◆ Task to complete: Write every record out again exactly, and keep images out of it.

◆ Given records:
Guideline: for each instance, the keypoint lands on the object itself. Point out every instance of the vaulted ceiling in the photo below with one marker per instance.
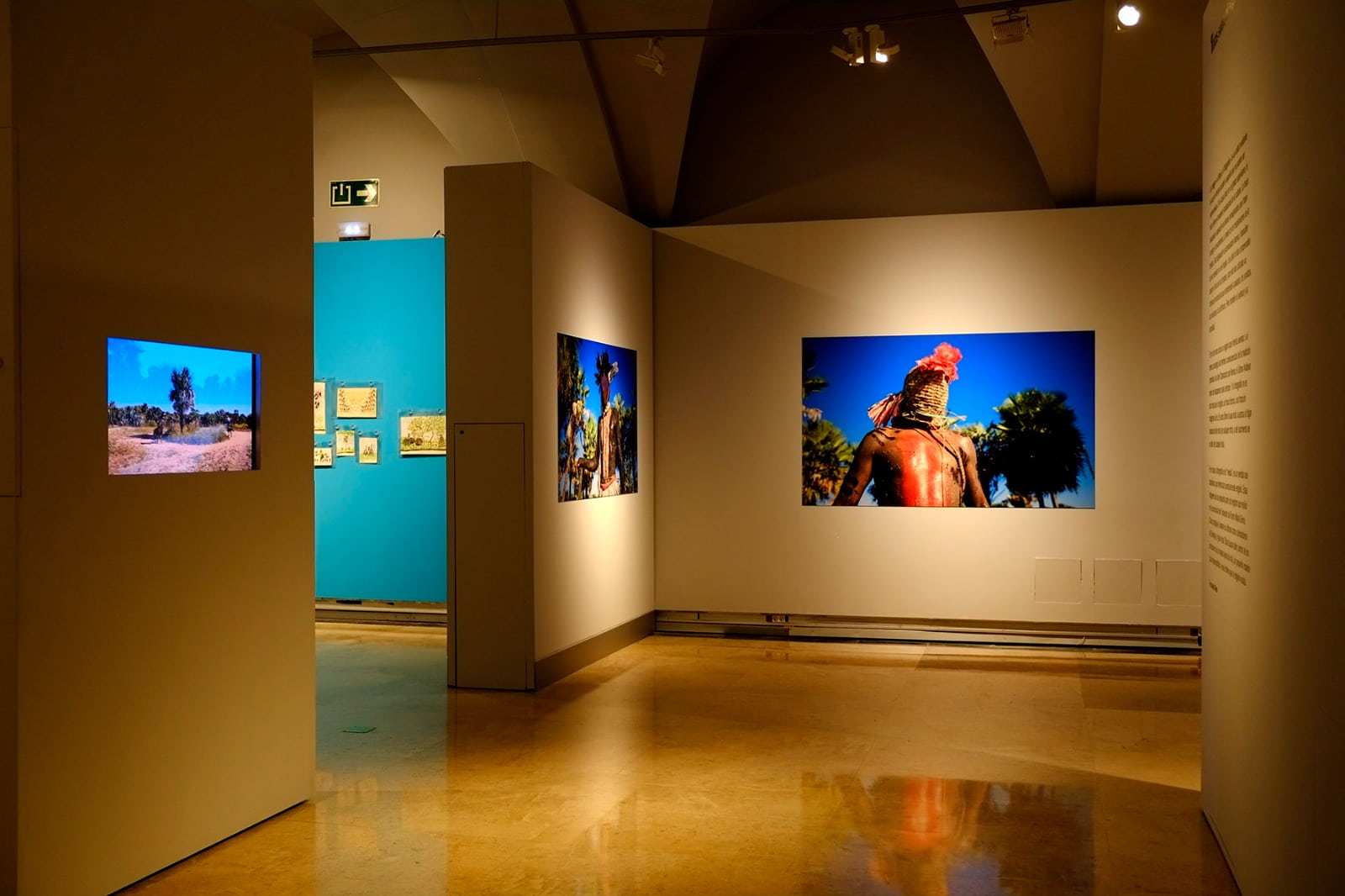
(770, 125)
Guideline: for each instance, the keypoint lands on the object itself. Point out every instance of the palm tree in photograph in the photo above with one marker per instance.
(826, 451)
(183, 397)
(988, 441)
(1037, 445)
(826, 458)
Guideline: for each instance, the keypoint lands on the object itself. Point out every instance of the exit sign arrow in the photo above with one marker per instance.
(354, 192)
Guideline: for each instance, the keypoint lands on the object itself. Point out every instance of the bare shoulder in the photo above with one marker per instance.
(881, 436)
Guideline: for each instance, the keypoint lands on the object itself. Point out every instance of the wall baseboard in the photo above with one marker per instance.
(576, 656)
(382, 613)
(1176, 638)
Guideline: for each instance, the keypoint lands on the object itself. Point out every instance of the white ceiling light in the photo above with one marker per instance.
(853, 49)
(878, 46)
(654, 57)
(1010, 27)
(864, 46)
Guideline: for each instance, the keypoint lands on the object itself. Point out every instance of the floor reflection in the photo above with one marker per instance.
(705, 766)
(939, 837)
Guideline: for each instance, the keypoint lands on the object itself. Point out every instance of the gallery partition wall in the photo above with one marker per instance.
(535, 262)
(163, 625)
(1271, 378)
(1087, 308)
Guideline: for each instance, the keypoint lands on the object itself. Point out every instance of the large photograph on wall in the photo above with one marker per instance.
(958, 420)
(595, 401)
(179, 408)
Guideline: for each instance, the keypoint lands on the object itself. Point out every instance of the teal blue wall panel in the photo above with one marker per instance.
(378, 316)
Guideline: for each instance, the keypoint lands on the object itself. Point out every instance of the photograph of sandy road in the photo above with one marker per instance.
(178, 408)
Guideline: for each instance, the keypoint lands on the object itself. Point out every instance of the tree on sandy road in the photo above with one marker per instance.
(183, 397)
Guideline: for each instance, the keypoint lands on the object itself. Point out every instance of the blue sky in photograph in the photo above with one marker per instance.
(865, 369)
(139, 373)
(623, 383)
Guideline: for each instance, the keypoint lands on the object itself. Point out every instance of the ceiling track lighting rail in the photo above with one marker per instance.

◆ Response to this task:
Guideline: for each instance, the keypoint lands on the object itself. Point out every instance of the vaulted ceiling in the photo below with one marker per instance.
(770, 125)
Guideline: for each instance, the keypoint lands on the object itself. Point out every instance of the palm tree in photograph in the photo above with one marker per instance.
(826, 451)
(183, 397)
(988, 441)
(1037, 445)
(826, 458)
Guideline: for each instance, the keypoint lands on the object itself. Point out every instance of the exit sign arrow in the photo above with one marker per instance.
(354, 192)
Guideline: for each instance, the keypoint lands on the object itself. Point out every instance of the bare shoulder in the photo above with one marker per instance.
(881, 436)
Guideline: for each instance, the keypoint lands on the object itself. Point out every instance of the wall baseboard in the photo above with one marker per instance.
(576, 656)
(382, 613)
(1176, 638)
Guideline: for each instance, the keypoint lands on the object itself. Point out every instance of the white ceiling light in the photo above with one marker per instance.
(853, 49)
(878, 46)
(654, 57)
(1010, 27)
(864, 46)
Guideline: for each instance, the keypoint lands on the object itself. Point out every instance of the floor reflection in the photo above with one marker per instance.
(705, 766)
(939, 837)
Guideline: for each instance, the keypoint lands on the object itself. Point out every instance of the gallery partition wall in the photo above with one marker per instance.
(535, 262)
(163, 625)
(1271, 378)
(1087, 308)
Guideline: for each instance, the keypoint lands on the object itself. Point out every instance of the large photograph on wall in the photo above with one marker per instance.
(958, 420)
(595, 401)
(179, 408)
Guideline: for each instance, the keypoint lands on the object itself. Point out every instance of the teal blue wall panel in the photo above with one marker per instance.
(378, 316)
Guideline: for each instance, the keypoint lands on the object itself. Point out every instance of the photograph of sandy road in the photo above with one marker per instance.
(178, 408)
Guideline: for each instance, the keypoint lands on the object itself. Point out every instance of the tree on sandy road in the photo above with one marker per instance.
(183, 397)
Guideline: for each instance, the keypoint lands on the object itself. Point out every instance of the blue sky in photograph in the photo above with one marker per instance.
(865, 369)
(139, 373)
(623, 383)
Guideline: for each instance, the keypoint lands on the object itself. Point out every instance of the ceiling track lighting rail in the photo above with one marker per instance.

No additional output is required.